▸ Problem 1
In the Six1 breast cancer excerpt, what share of metastatic lesions overexpress Six1 mRNA?
▸ Problem 2
Do these statements agree with the Six1 breast cancer excerpt? Answer yes or no for each, and quote the deciding words. (a) Six1 belongs to the Six family of homeoproteins. (b) Six1 mRNA is overexpressed in 90% of primary breast cancers. (c) AZD6244 is a MEK1/2 inhibitor.
▸ Problem 3
Extend the Six1 breast cancer excerpt, picking up after its final sentence.

Six1 plays an important role in the TIC population in luminal breast cancers and induces a TIC phenotype by enhancing both TGF-β and ERK signaling. MEK1/2 kinase inhibitors are potential candidates for targeting TICs in breast tumors.
Six1 is a homeodomain-containing transcription factor that belongs to the Six family of homeoproteins and is highly expressed in embryogenesis. The Six family members are known to play an important role in the expansion of precursor populations prior to differentiation [1–4]. In mice, absence of Six1 leads to the reduction in size or loss of multiple organs as a result of decreased proliferation and increased apoptosis [5–10]. Thus, inappropriate expression of the Six genes in adult tissue has the potential to contribute to tumor initiation. In support of this hypothesis, we have shown that aberrant expression of Six1 in adult mammary cells reinstates a pro-proliferative and pro-survival program that likely contributes to Six1-dependent transformation and tumor formation in xenograft and transgenic mouse models [11–13].
Six1 mRNA is overexpressed in 50% of primary breast cancers, and in a much larger 90% percent of metastatic lesions , suggesting that it may be involved in more than just tumor initiation. Indeed, our analysis of Six1 expression in several public microarray datasets from human breast cancers demonstrates that inappropriate overexpression of Six1 correlates significantly with worse survival . We recently determined that, in addition to the role that Six1 plays in proliferation and survival, its overexpression also leads to the induction of an epithelial to mesenchymal transition (EMT) via upregulation of transforming growth factor-β (TGF-β) signaling. Since genes that induce EMT have been shown to increase the metastatic capability of cells [15, 16], we previously investigated and demonstrated that Six1 overexpression in mammary carcinoma cells induces metastasis in both experimental and orthotopic mouse models of metastasis . Interestingly, Six1 overexpression in the non-transformed mammary glands of transgenic mice leads to an increase in the mammary stem cell population, suggesting that Six1 may play a role in normal mammary stem cells . Taken together, these data suggest that Six1 overexpression in mammary carcinoma cells may increase the cancer stem cell (CSC) or tumor initiating cell (TIC) population.
Herein we demonstrate for the first time that Six1 expression predicts poor prognosis, specifically in luminal subtypes of breast cancer where it is associated with the CSC population. Indeed, we show that Six1 can lead to the expansion of a luminal cancer stem-like cell, and that it does so via its ability to activate both the TGF-β signaling and mitogen activated protein kinase/extracellular signal-regulated kinase (MEK/ERK) signaling pathways. We further demonstrate that the MEK1/2 inhibitor, AZD6244, significantly reduces tumor initiating capability in vivo in breast cancer cells that ectopically and endogenously express high levels of Six1. Finally, we demonstrate that Six1 expression correlates with phosphorylated ERK (pERK) levels in human breast cancers, suggesting that Six1 mediates its tumor promotional activities through activation of both TGF-β (previously shown)  and MEK/ERK signaling in the human context. Taken together, our data present the novel finding that Six1 mediates an increase in the TIC population in luminal breast cancers via activating multiple signaling pathways.

▸ Data shown
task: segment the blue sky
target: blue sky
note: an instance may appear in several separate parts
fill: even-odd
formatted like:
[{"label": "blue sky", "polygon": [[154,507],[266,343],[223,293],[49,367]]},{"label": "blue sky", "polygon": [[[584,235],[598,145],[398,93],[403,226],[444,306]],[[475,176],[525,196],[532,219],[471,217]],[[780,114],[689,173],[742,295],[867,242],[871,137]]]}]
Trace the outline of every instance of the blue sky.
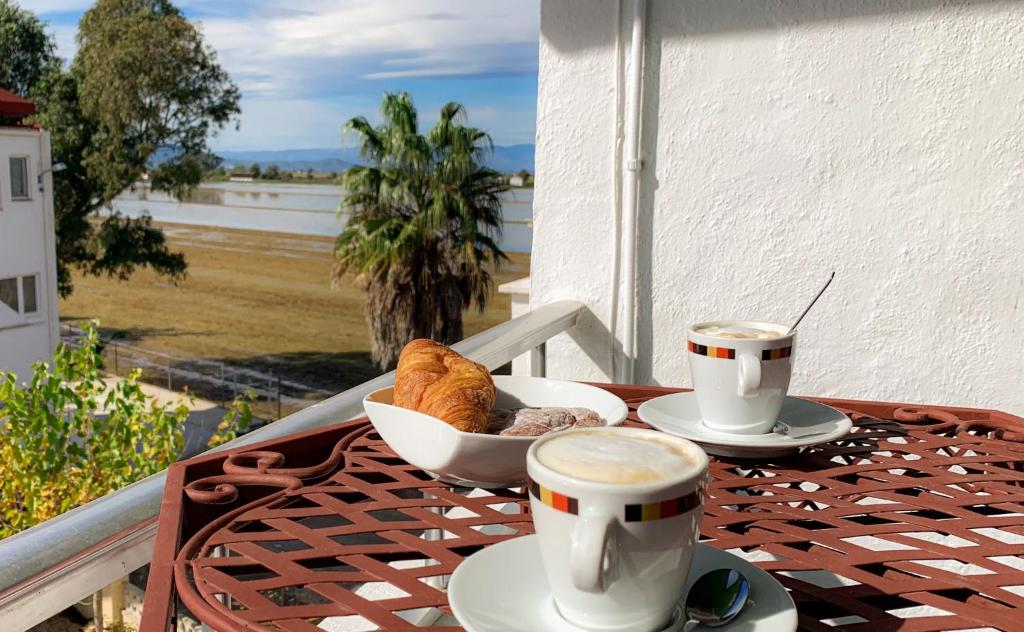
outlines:
[{"label": "blue sky", "polygon": [[[90,0],[22,0],[59,53]],[[376,119],[407,90],[421,124],[457,100],[498,144],[532,142],[539,0],[182,0],[242,89],[241,128],[215,150],[338,146],[341,124]]]}]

▸ Output 1
90%

▸ Output 2
(a) Yes: "belongs to the Six family of homeoproteins"
(b) No: "Six1 mRNA is overexpressed in 50% of primary breast cancers"
(c) Yes: "the MEK1/2 inhibitor, AZD6244"

▸ Output 3
Materials and methods
All cell lines were obtained from ATCC (American Type Culture Collection, Manassas VA, USA) and cultured per recommendations. Generation of MCF7-Ctrl, MCF7-Six1, and MCF7-Six1-TβRIIDN lines was described previously [12, 17]. To tag the cells, one of three MCF7-Ctrl (B1) and MCF7-Six1 (A13) clones was transduced with pLNCX2-ZsGreen retrovirus and selected by fluorescence activated cell sorting (FACS). To generate 66cl4/Six1 KD cells, the cells were infected with a lentiviral vector encoding either a scramble control or an shRNA targeting Six1 (Open Biosystems, Lafayette CO, USA). Clonal isolates were chosen from the two most efficient knockdown clones, Six1 KD1 (5' AAACCCAGGGCTGCCTTGGAAAAG 3') and Six1 KD2 (5' AAACCCAGGGCTGCCTTGGAAAAG 3'), as assessed by examining both RNA and protein levels.
Microarray analysis was previously performed as described . The red, green and black color scale represents the expression level of a gene above, below and equal, respectively, to the mean expression of that probe across all samples. MCF7-Ctrl and MCF7-Six1 microarray data sets can be found in the NCBI GEO database. The accession number is GSE23655. All gene expression and clinical data from the 779 tumor dataset and UNC311 dataset is available  under the collection of publications: Harrell et al., Breast Cancer Research and Treatment 2012 and Prat et al., Breast Cancer Research 2010. Categorical survival analyses were performed using log-rank tests and visualized with Kaplan-Meier plots. Box-and-whisker plots show the relationship of the intrinsic subtypes with Six1 and were performed in R. Interquartile range (IQR) is shown by the colored box and the bar indicates the median value; whiskers are 1.5*IQR.
Tumor arrays containing human breast invasive ductal cancer, with 71 cases/72 cores (US Biomax, BRC711, Rockville MD, USA) were treated as previously described [12, 13]. The following primary antibodies were used: Six1 (1:100 Atlas Antibodies, Stockholm, Sweden)  and p-ERK (1:100 Phosphosolutions, Aurora CO, USA).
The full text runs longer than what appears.